## What is expected:
Update the lines from the one with "the white wedding" to the one with "[(618, 440), (706, 437), (453, 529)]", replacing "tuples" with "pairs" and leaving everything else unchanged.
[START]
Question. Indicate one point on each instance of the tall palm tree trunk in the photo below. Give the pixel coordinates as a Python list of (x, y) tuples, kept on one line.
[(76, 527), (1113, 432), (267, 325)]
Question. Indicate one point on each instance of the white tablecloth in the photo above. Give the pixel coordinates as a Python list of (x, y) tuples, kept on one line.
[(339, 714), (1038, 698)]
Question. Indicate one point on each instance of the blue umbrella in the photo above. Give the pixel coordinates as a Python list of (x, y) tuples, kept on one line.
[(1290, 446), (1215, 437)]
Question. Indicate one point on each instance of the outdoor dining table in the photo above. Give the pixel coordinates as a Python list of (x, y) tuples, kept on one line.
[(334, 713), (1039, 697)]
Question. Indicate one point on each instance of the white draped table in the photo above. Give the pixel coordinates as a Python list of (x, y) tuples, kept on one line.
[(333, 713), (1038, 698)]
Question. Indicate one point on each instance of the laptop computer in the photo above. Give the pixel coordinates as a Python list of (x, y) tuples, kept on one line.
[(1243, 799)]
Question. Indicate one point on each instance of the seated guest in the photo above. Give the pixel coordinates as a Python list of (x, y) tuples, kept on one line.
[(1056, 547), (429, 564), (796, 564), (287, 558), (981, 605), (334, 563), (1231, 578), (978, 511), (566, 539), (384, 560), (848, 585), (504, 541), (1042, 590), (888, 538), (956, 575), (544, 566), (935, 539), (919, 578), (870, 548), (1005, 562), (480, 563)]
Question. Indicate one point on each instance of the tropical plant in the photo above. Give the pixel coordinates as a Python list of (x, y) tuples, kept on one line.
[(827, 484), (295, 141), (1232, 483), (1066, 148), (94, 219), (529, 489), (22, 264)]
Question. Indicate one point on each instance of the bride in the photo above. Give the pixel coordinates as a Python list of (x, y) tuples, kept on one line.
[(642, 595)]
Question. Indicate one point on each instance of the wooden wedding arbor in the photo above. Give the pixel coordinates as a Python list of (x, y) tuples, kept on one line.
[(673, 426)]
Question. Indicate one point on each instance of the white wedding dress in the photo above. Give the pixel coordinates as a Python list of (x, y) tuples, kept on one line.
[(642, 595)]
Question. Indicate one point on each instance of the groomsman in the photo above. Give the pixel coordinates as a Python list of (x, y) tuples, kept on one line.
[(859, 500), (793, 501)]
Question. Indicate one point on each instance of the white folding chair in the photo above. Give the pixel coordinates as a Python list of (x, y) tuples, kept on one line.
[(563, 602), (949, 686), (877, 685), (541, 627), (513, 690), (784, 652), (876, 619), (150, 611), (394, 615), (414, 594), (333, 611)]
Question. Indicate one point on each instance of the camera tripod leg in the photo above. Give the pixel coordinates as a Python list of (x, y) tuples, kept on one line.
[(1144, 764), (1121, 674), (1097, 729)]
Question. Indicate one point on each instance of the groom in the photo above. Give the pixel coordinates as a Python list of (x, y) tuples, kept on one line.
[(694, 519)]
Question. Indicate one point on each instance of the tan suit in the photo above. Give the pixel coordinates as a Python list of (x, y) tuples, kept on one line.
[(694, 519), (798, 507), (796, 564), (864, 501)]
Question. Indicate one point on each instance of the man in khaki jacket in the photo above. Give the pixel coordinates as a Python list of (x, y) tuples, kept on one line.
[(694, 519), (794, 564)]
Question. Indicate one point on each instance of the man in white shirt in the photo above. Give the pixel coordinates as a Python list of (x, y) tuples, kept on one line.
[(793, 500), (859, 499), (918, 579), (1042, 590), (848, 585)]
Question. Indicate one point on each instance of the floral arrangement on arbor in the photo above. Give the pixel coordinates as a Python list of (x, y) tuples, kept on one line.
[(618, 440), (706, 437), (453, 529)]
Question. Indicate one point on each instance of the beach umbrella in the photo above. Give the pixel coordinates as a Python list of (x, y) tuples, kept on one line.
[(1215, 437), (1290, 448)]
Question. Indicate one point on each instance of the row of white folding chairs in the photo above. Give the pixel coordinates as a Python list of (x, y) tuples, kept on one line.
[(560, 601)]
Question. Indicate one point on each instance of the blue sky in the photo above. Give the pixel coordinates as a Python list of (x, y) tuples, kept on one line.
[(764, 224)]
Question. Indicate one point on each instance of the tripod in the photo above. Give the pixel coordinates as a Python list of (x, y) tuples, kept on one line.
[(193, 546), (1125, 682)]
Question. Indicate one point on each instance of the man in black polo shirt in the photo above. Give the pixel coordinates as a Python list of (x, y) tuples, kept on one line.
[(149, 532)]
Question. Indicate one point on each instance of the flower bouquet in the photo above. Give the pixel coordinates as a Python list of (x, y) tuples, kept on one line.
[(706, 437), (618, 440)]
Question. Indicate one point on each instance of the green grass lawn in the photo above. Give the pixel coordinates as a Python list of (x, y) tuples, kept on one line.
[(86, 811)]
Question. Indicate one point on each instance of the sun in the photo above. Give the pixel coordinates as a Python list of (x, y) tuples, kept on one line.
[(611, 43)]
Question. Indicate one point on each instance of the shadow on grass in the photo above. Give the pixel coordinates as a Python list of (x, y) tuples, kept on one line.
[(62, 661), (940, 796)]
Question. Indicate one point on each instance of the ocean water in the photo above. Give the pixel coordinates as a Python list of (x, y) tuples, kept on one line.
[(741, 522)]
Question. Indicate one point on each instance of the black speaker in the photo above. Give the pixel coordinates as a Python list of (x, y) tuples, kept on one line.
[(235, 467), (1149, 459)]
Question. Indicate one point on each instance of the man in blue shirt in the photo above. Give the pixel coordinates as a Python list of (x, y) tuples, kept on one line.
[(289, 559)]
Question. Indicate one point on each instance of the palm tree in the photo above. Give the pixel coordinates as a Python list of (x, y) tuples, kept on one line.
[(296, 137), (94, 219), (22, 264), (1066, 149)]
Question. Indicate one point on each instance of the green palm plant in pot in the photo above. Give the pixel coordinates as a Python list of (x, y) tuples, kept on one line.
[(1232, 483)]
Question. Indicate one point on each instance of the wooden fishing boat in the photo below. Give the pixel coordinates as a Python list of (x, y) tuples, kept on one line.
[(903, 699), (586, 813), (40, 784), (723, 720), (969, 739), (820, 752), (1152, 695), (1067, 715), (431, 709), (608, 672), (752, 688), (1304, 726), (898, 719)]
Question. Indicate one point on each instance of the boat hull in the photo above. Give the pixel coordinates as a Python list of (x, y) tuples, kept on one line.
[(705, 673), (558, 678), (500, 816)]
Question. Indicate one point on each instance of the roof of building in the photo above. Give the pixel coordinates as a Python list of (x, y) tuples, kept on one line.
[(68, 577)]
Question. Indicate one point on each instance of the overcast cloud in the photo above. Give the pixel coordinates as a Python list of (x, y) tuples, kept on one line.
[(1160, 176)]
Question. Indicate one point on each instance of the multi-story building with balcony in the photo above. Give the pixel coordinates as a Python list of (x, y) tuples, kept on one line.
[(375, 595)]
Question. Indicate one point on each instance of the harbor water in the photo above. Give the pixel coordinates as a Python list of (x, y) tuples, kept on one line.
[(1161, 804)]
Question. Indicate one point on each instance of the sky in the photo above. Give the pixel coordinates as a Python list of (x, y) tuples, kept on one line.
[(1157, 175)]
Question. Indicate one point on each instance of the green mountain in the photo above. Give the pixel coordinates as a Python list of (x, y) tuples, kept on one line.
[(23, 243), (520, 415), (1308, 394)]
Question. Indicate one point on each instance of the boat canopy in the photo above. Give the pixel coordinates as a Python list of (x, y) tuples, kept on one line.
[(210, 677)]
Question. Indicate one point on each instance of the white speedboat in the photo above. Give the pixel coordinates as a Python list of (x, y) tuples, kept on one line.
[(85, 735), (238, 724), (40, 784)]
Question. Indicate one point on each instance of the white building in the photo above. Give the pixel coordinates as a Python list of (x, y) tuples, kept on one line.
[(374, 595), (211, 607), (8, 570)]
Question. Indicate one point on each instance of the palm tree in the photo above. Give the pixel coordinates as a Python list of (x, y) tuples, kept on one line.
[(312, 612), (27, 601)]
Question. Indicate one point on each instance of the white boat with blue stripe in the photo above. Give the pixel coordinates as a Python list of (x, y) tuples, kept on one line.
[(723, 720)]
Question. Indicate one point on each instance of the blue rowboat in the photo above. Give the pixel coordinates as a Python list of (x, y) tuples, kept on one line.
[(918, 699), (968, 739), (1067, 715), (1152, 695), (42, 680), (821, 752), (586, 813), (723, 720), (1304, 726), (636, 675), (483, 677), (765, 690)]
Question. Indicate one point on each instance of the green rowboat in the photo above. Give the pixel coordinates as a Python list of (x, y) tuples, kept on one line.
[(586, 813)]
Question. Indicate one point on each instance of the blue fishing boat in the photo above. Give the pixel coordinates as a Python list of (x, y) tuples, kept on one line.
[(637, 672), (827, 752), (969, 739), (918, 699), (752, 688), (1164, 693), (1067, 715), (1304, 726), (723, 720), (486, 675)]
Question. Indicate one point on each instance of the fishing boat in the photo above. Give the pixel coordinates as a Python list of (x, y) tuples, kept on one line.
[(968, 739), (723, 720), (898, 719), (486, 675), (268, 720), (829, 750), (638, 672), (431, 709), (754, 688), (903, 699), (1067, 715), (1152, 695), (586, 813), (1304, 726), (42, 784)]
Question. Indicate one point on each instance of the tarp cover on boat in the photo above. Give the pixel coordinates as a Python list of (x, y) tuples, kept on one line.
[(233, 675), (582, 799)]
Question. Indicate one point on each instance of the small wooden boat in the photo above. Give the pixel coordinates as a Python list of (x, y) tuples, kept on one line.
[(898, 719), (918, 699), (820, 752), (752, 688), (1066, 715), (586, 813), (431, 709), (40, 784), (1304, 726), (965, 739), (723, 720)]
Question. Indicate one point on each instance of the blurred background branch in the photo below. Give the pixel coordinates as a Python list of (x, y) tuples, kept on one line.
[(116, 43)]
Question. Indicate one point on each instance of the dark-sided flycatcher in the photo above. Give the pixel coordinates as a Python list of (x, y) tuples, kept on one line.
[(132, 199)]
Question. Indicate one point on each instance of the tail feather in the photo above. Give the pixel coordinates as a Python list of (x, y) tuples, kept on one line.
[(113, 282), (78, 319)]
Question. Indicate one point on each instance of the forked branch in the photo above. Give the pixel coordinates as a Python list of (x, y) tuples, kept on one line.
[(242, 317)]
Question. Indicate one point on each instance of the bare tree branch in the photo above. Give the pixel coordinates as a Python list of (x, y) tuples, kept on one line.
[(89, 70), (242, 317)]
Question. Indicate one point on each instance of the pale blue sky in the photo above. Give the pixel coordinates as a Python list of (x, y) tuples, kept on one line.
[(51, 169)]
[END]
## Finished exercise:
Question. Indicate one point on each instance of the white wedding dress in the photo above. Give the pixel coordinates as a Python list of (x, y) pairs, kept on one line.
[(642, 595)]
Question. Indicate one point on each instance of the groomsman in the photo above. Give the pixel coordinates as a Python list of (x, y) pairs, kept on one line.
[(859, 500), (793, 501)]
Question. Indicate one point on each instance of the white folding chair in the photo above. Give the pixel coordinates as a Python list of (x, y) pairs, kept on one line.
[(563, 602), (949, 686), (877, 685), (541, 627), (513, 690), (784, 652), (876, 619), (150, 611), (394, 615), (414, 594), (333, 611)]
Question. Indicate one point on each instance of the camera tripod leg in the photo above. Give the pixel coordinates as a Python list of (x, y) pairs, kept on one line.
[(1144, 764), (1121, 674), (1097, 729)]
Question. Indicate one point on each instance of the groom in the photo above. Give the pixel coordinates as a Python list of (x, y) pairs, kept on one line.
[(694, 519)]
Question. Indicate one point on each instance of the tan suit in the photo above. Give the pixel coordinates as a Python list of (x, y) pairs, kept on one line.
[(694, 519), (798, 507), (796, 564), (864, 501)]
Question. Indicate one point on each instance of the man in khaki jacket in the photo above. Give the pixel coordinates as a Python list of (x, y) pairs, kept on one line.
[(694, 519), (794, 564)]
Question. Indicate one point on each instance of the man in white shirt in the photo above. Give the pixel coordinates as a Python list of (x, y) pairs, kept on one line.
[(793, 500), (859, 499), (918, 579), (1042, 590), (848, 585)]
Question. Indicate one point on each instance of the floral arrangement on arbor in the photo above. Give the pixel coordinates as a Python list of (x, y) pairs, kept on one line.
[(618, 440), (706, 437), (453, 529)]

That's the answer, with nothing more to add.